Beginning with the line that holds "[point] at the loose" and ending with the last line, please repeat the entries exactly and omit the pictures.

#### SUPPLIED MATERIAL

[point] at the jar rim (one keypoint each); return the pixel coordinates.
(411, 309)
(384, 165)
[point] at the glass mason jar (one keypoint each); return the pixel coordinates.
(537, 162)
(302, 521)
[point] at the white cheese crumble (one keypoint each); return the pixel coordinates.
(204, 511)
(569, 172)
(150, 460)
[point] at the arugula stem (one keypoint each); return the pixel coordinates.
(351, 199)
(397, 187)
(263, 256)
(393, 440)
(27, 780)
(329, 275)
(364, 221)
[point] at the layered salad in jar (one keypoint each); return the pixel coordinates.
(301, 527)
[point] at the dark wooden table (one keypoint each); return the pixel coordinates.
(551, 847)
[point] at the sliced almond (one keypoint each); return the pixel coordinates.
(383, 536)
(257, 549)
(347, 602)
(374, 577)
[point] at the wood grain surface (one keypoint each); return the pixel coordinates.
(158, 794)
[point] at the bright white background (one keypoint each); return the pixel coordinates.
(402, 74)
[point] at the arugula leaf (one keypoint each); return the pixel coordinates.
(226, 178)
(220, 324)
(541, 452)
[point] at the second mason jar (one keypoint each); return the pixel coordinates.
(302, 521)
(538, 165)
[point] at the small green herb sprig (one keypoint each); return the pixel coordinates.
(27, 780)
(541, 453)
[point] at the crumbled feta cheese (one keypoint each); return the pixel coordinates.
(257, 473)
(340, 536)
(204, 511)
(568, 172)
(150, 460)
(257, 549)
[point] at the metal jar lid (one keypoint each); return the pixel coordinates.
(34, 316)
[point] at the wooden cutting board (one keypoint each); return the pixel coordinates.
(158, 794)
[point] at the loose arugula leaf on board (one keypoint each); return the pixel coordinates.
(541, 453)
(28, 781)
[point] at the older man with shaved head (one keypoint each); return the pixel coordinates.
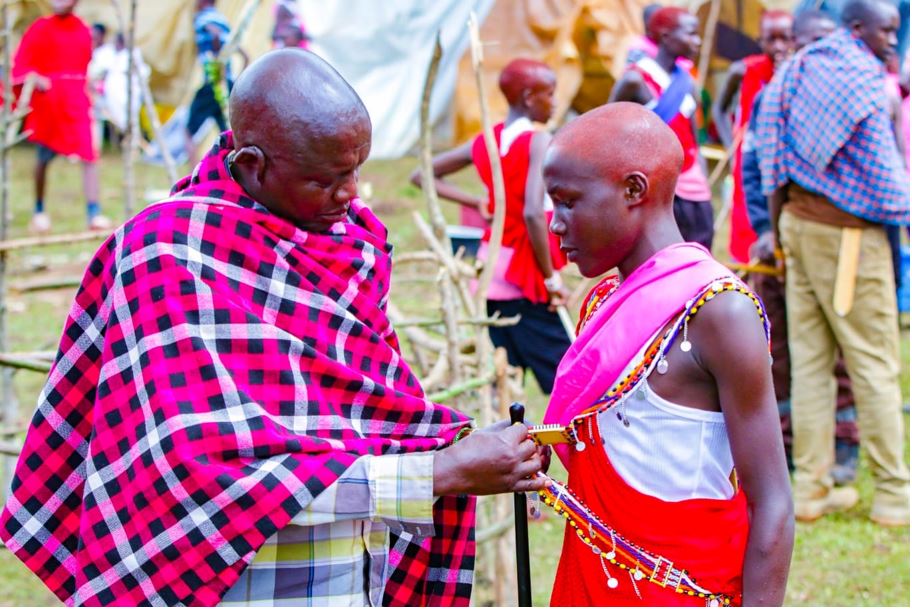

########

REPLY ::
[point] at the loose arugula leaf on board (one keypoint each); return the pixel coordinates.
(541, 453)
(28, 781)
[point] at the older man with shaved head (one keypoint each); return the pixel coordinates.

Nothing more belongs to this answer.